__WRITTEN REQUEST__: Starting at the line that holds "Would you mind marking the cumulus", copy every line exactly through the end of the data, and no others.

Excerpts of location labeling data
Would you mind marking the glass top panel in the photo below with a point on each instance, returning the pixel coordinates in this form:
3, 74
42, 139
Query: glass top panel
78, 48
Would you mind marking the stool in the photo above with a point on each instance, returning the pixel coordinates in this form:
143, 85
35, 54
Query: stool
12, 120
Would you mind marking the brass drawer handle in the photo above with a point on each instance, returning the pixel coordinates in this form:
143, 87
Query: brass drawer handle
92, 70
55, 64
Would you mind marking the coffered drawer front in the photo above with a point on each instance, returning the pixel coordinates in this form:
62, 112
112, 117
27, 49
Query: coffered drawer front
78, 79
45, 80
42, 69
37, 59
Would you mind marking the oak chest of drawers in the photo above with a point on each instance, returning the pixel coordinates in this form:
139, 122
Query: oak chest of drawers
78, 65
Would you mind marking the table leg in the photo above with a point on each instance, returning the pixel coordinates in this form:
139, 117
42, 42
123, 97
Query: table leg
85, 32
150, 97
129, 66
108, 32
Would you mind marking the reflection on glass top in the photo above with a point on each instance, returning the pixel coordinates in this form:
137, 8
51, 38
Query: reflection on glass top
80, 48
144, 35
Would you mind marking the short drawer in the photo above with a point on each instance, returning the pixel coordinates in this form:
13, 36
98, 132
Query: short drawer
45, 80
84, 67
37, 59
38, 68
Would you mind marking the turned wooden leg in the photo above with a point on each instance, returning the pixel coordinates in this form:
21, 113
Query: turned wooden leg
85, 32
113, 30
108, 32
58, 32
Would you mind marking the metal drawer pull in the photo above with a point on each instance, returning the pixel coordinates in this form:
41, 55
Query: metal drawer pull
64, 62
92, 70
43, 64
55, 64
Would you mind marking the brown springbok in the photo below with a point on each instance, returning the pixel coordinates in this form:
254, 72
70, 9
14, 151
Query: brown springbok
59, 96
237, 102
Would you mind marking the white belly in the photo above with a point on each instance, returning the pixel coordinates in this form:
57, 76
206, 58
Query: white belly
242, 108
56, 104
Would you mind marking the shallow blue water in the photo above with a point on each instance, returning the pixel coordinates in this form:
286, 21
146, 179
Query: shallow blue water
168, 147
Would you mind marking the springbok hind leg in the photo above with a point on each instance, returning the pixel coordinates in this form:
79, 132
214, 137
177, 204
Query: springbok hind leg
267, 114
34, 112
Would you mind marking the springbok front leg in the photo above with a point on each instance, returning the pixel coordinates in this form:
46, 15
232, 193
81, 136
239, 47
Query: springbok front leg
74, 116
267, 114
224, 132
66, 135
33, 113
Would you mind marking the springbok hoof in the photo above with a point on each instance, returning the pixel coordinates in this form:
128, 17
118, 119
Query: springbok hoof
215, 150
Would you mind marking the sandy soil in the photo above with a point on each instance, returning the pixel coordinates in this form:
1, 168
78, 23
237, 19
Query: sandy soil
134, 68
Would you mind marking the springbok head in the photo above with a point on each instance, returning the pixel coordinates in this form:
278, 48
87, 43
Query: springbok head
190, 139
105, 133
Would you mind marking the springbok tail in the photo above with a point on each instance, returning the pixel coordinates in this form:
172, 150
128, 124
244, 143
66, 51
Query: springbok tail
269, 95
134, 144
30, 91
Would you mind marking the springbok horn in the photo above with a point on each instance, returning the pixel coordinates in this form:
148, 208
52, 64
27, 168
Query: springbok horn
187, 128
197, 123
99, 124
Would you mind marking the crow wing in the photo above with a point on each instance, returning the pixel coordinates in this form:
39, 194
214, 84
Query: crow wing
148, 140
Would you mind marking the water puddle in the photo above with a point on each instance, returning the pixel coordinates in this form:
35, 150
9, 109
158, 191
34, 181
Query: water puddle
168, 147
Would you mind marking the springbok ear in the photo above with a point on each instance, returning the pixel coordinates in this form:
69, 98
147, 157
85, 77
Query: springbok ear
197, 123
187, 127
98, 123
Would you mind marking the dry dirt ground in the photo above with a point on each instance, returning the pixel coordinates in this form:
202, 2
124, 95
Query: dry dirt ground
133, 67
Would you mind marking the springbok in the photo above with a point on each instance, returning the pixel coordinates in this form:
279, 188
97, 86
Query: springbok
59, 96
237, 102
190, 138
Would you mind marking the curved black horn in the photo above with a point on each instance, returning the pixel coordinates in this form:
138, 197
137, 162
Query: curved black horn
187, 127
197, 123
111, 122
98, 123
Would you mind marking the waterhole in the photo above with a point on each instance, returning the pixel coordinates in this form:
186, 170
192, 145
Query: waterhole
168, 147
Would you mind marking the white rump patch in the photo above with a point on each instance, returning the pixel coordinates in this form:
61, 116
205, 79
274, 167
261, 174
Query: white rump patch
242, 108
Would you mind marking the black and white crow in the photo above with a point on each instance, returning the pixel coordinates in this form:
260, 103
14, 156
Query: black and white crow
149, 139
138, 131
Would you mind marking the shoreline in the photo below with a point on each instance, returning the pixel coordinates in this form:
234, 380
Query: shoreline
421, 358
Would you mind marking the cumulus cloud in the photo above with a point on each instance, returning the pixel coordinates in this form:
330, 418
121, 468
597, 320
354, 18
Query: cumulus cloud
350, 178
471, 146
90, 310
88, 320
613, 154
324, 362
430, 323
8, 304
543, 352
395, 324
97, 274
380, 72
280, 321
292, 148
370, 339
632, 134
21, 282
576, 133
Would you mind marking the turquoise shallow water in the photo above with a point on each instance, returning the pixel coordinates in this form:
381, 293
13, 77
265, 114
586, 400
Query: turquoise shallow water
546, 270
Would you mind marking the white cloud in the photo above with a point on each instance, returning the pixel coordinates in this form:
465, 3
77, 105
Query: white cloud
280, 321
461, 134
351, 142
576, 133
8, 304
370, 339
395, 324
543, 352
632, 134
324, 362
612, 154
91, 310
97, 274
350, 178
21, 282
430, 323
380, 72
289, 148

__WRITTEN ANSWER__:
Would you mind marking the cumulus cloud in the photo above with a point on each instance, returning the pixel coordinates in this form:
330, 418
121, 468
597, 320
354, 18
Query: cumulus cloud
350, 178
471, 146
90, 310
88, 320
613, 154
324, 362
430, 323
8, 304
543, 352
395, 324
97, 274
380, 72
280, 321
292, 148
370, 339
632, 134
21, 282
576, 133
Would you mind marking the turquoise shallow water in the photo above with a point on each instance, returning the pixel coordinates in this form:
381, 293
13, 77
265, 114
586, 400
Query: turquoise shallow water
546, 270
Would you mind marking the white cloud in the photo above with a point on each instance, returning the pixel coordinates in this form:
465, 3
77, 105
Query: white cloud
280, 321
461, 134
351, 142
576, 133
8, 304
370, 339
395, 324
543, 352
632, 134
324, 362
612, 154
91, 310
97, 274
350, 178
21, 282
430, 323
380, 72
289, 148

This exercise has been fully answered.